— start of Source extract —

Start with the problem they aimed to solve.

Probe for how they chose the solution, and what alternatives they considered.

Get into the details of specifically what artifacts they produced, and if part of a team what role they played.

Get them to describe the solution in technical detail.

Probe into trade-offs they had to make or compromises.

Ask what aspects they found novel or innovative.

Once they finish describing the system, ask if it was successful, and how they measured it.

If they were around after launch, how did they operate it, monitor it, what unexpected challenges they encountered that they didn't foresee.

By the way, all along it doesn't matter if the domain or technology they are describing to you is totally different from your own experience. A senior+ engineer should be able to explain their domain to someone equally technical in a different domain with some competency.

Finally, since you now understand the problem space and the solution yourself, ask them "How would you scale this out to 10-100X" (by some metric).

Altogether, this is a dense 40-45 minutes extremely well spent. And it weeds out the phonies and charlatans.

Some yellow flags that individually aren't a problem but when you start seeing multiple of them turn into a red flag:

* Someone who didn't question the requirements and just accepted them from upstream.

* Someone that wrote a lot of code on the project, but didn't make any of the tough decisions.

* Someone that avoids talking about what they did, and focuses too much on "we"

* Someone who did all the initial decisions but did none of the actual implementation work.

* Someone who describes how X solved the problem, but you realize that's the only option they really considered

* Someone who left before the project finished, or immediately after.

* Someone who isn't sure if the project was a success or didn't see it their responsibility to find out.



“Someone that avoids talking about what they did, and focuses too much on "we"”

This is very interesting. I naturally use “we” when discussing past products and achievements. I do this in recognition of the fact that things are very rarely designed and built in true isolation. Even principal engineers socialize their designs and thinking with colleagues, making small tweaks here and there or gaining additional confidence to move forward.

— end of Source extract —
— start of Provided records —

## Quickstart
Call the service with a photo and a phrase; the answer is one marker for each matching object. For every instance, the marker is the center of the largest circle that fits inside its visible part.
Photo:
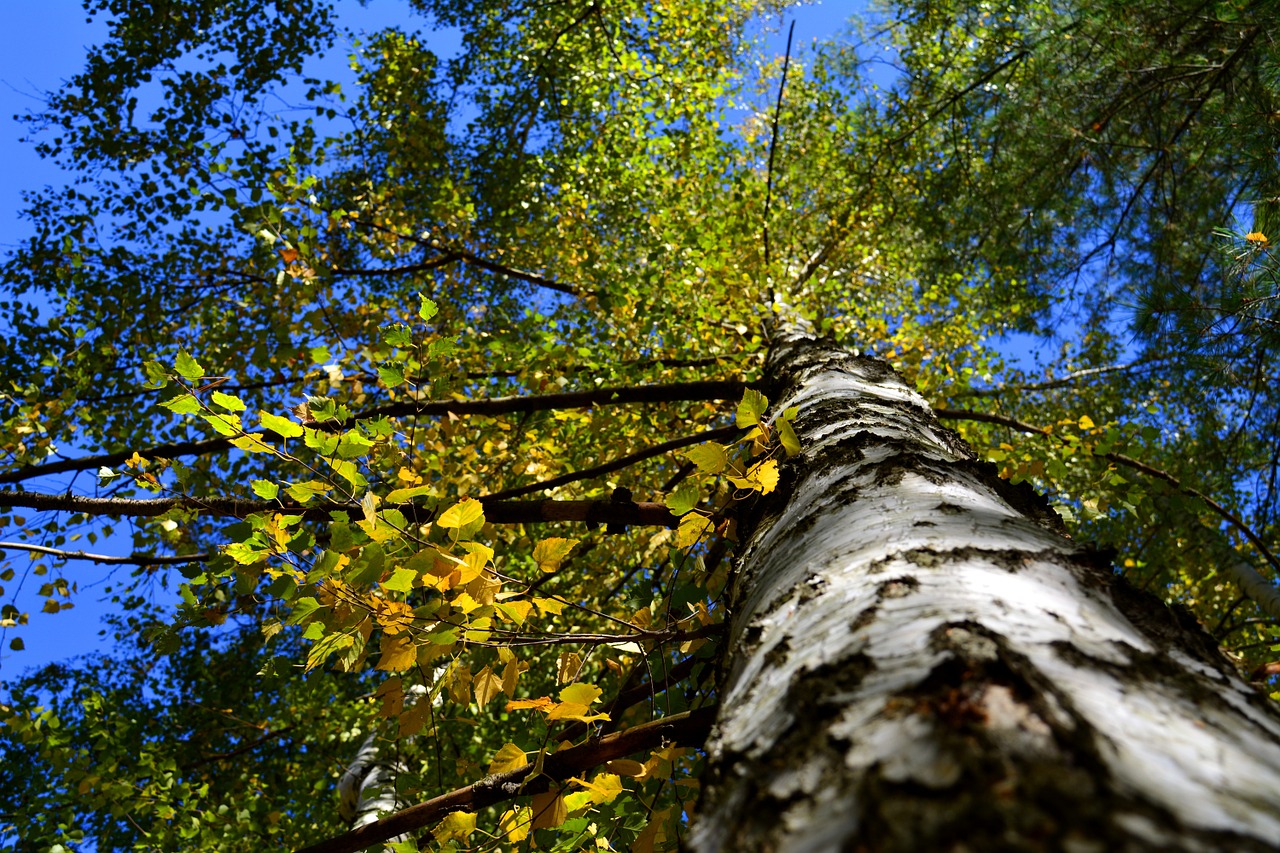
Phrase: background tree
(380, 328)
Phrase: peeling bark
(919, 658)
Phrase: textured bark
(919, 658)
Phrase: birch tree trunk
(919, 658)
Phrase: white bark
(919, 658)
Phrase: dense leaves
(444, 381)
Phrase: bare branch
(132, 560)
(618, 464)
(673, 392)
(497, 511)
(686, 729)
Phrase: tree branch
(686, 729)
(497, 511)
(618, 464)
(132, 560)
(673, 392)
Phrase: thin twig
(773, 145)
(132, 560)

— end of Provided records —

Your tasks.
a – Answer these questions from the text on interviewing engineers:
(i) How long does the text say the whole discussion takes?
(ii) What question is the candidate asked once the interviewer understands the problem space and the solution?
(iii) Why does the writer of the last paragraph use "we" when discussing past products?
b – Pick up the text on interviewing engineers after its last sentence and continue it.
The entries are separate material, apart from the text on interviewing engineers.

The results.
a –
(i) A dense 40-45 minutes.
(ii) "How would you scale this out to 10-100X" (by some metric).
(iii) In recognition of the fact that things are very rarely designed and built in true isolation.

b –
“We” is absolutely not a red flag for me.


I agree. Maybe it's a cultural thing, but if someone talked about a big multiyear project only in terms of I, I would see that as a red flag. Either they actually did all the work themselves in isolation, but that must be because they are hard to work with, or they are taking all the credit for work done by a quite a few people in a team.


If you get asked, multiple times, how exactly you yourself contributed to the project and you continue only talking about what "we" did, it is absolutely a red flag.


> "Even principal engineers socialize their designs and thinking with colleagues, making small tweaks here and there or gaining additional confidence to move forward."

Principal engineers know that there are appropriate times to say "we did..." and appropriate times to lean heavily into saying "I specifically did..." (while crediting others for their part, of course, but as briefly as possible) and they also know which one an interview is.

"We" may not be a red flag (I appreciate a measure of humility and recognition of teamwork as well) but it must always followed up by a question about the details of what the interviewee did.


It depends on the context - but each time I've interviewed someone, the "we" is important, but the "I" is important-er. It's almost implicit that everyone works in a team to achieve big goals, but the reason I'm talking to that candidate is to hear what they did as part of that team as that's what makes a difference to the hiring.


This is one of those things that's getting lost in the intention. I've been in an interview where I used we and the interviewer was fairly blunt in asksing which things I directly did, which I collaborated on, which I reviewed, etc. It becomes clear very quickly they aren't trying to figure out if you are sociable, but to understand what you do and do not know how to do. Shifting into that mindset it becomes easy to say things like "three person team. We collaborated on x,y,z. A and B were my primary responsibilties and I think my most important contributions were blah blah".


Yeah for me as well, it's just a way of recognising teamwork. If anything I would say it's the opposite, excessive "I..me..myself" can become a red flag in some cases.


Speaking as someone who hires, "I" is a huge red flag for me — it's a dead ringer for what is (in a very soft sense), a confidence man. Someone who's aggressively and artificially trying to project an external appearance of competence. I've had multiple bad hires like this, and it's now something I really watch out for.

The worst thing with guys like this isn't that they're going to deliver less than promised, but it's that the aggressive "willingness to lie for their own benefit" bleeds into a lot of other behavior at work.


I prefer using “we” but early on in my career was rejected at an interview because they thought I hadn’t done anything myself - now I mix in we and “I specifically implemented/designed/etc.”


Same. As a long time team lead/manager I always take the blame when things go wrong and give credit to individuals other than myself when things go right.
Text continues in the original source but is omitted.